→ EXTRACT PROVIDED:
_ _ _ _

Introduction
The pen shell, A. pectinate, of the family Pinnidae, is a large wedge-shaped bivalve mollusc naturally distributed along the Indo-West Pacific coast from southeast Africa to Melanesia and New Zealand.1 As a benthic bivalve with a life span of up to 7 years, the pen shell, living in muddy to sandy substrates, plays an important role in maintaining the ecological stability of seagrass beds, lagoons and coral reefs1 The family Pinnidae in the Indo-Pacific. Indo-Pacific Moll. 1:175–226. It is also an economically important mollusc in many countries, including China, Korea and Japan. In China, as one of the Eight treasures of seafood, its large, nutritious adductor muscle is traditionally dried and preserved as ‘conpoy’. As a lucrative commercial fishery, A. pectinate has suffered continuous population declines due to over-fishing, habitat loss, pollution, and other factors.2 Therefore, knowledge of the population genetic structure of A. pectinate is essential for the sustainable management of natural resources. Using mtCOI and nrITS genes, Liu et al investigated the species diversity and evolutionary history of five A. pectinata from different geographical groups, supporting that these five morphological forms corresponded to five divergent genetic lineages.3 A genetic structure analysis of three A. pectinata populations along the west coast of South Korea was performed using 13 SSRs and found no significant genetic differentiation.2 The mitochondrial cytochrome c oxidase subunit I (COI) gene and seven microsatellite loci were used to assessed the population genetic structure of eight A. pectinate populations, including seven from northern coast of China and one from the north coast of Korea.4 The results showed that there was no genetic differentiation between China and North Korean intraspecific populations, and low but significant genetic differentiation between the Northern China and North Korean populations. These results provided important clues for the genetic conservation and management of A. pectinate along the Bohai Sea and Yellow Sea. However, the pen shell populations, especially those with variable shells, are mainly distributed in the South China Sea,5 and until now, the comparative analysis of genetic diversity and population structure of A. pectinate between the North China Sea (NCS) and South China Sea (SCS) has never been carried out.

_ _ _ _

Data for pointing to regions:
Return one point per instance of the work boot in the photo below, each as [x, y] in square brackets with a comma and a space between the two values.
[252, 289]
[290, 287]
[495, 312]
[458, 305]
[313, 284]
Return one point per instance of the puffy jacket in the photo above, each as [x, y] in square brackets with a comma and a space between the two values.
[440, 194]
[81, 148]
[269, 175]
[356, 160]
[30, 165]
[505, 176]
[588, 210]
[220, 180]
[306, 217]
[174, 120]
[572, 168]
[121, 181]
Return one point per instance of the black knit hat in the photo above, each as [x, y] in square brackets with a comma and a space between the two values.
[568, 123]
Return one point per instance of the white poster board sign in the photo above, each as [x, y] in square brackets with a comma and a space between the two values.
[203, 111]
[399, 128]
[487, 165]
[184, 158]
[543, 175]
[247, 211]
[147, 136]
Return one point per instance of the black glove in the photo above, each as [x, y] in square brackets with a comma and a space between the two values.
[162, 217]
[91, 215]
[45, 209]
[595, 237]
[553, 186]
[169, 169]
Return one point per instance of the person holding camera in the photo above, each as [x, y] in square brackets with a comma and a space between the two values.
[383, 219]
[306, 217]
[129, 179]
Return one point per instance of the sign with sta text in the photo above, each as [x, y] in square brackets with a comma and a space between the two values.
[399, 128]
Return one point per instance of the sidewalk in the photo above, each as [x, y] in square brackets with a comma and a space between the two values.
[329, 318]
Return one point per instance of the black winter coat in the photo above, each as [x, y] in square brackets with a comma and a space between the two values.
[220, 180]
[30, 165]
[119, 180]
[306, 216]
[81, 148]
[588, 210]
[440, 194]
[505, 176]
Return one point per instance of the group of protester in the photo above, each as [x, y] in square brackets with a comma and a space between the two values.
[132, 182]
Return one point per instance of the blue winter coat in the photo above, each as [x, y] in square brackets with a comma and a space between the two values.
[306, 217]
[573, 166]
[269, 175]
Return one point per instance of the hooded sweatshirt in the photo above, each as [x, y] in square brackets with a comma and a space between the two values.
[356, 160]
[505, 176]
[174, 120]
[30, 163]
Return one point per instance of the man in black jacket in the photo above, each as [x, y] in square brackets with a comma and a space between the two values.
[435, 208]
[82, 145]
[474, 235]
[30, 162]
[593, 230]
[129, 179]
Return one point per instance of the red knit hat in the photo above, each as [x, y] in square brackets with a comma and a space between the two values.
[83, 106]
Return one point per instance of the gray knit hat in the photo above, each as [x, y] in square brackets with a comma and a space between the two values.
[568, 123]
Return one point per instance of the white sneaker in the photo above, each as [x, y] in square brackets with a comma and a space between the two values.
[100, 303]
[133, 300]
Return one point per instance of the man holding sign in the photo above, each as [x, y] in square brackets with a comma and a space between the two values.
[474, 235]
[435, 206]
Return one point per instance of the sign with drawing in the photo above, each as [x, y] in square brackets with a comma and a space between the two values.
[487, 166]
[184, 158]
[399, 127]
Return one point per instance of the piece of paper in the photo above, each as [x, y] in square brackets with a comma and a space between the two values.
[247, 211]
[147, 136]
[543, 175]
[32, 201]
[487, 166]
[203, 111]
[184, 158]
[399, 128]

_ _ _ _

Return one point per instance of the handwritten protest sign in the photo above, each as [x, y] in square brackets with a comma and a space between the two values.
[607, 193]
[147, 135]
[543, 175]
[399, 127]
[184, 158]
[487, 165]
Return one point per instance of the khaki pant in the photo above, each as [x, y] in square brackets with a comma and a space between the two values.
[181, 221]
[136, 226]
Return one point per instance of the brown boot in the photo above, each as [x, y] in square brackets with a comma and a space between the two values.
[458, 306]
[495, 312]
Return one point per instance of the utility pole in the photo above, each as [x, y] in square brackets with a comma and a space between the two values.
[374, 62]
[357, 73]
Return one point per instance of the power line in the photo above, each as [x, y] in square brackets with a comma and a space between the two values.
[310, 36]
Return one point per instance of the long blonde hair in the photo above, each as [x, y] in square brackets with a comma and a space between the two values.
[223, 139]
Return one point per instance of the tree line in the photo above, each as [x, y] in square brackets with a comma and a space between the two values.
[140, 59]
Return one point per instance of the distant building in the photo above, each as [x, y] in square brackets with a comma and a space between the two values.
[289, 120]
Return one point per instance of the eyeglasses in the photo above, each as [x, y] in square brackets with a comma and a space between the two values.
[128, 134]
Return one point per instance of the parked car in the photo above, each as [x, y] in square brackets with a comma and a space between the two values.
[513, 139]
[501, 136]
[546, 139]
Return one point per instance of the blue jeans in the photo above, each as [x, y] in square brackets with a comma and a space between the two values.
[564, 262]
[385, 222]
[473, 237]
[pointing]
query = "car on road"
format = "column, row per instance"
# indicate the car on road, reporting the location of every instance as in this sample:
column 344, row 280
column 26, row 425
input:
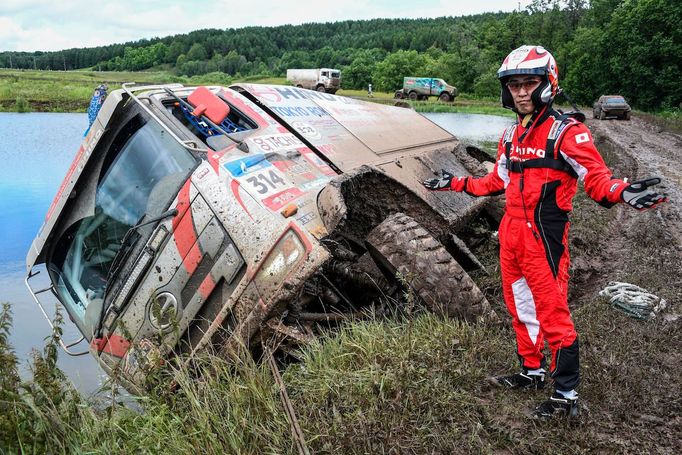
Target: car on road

_ _ _ _

→ EXERCISE 1: Translate this sentence from the pen shell introduction into Spanish: "It is also an economically important mollusc in many countries, including China, Korea and Japan."
→ EXERCISE 2: Pick up the introduction on the pen shell after its final sentence and carry it forward with a short paragraph.

→ FINAL ANSWER 1: También es un molusco de importancia económica en muchos países, entre ellos China, Corea y Japón.

→ FINAL ANSWER 2:
To accurately analyze the level of genetic diversity and gene flow within and among populations of A. pectinata in the north and south east coast of China, genic SSR (expressed sequence tag SSR, EST-SSRs) were developed to analyze the genetic structure of A. pectinata collected from five natural habitats along the coast of Bohai Sea (BHS), Yellow Sea (YS), East China Sea (ECS) and South China Sea (SCS). Compared with genomic SSRs, genic SSRs are more conservative and have relatively higher transferability, especially in cryptic species.6 Meanwhile, with high divergence and hybridization, six pen shell populations along China coast have been revealed as cryptic species by molecular and morphological data,7 so the EST-SSRs are more suitable for the genetic structure analysis of A. pectinate. To date, EST-SSRs have been widely used to study the population genetic structure of barley (Hordeum vulgare), sugar beet (Beta vukgaris), Pacific white shrimp (Litopenaeus vannamei) and pearl oyster (Pinctada maxima).8–11 Although many EST-SSRs have been developed for A. pectinatethe identification and polymorphism validation of EST-SSRs has mainly been carried out.12 To our knowledge, no EST-SSRs have been used to analyse the population genetic structure of A. pectinate from different geographical locations along the Chinese coast.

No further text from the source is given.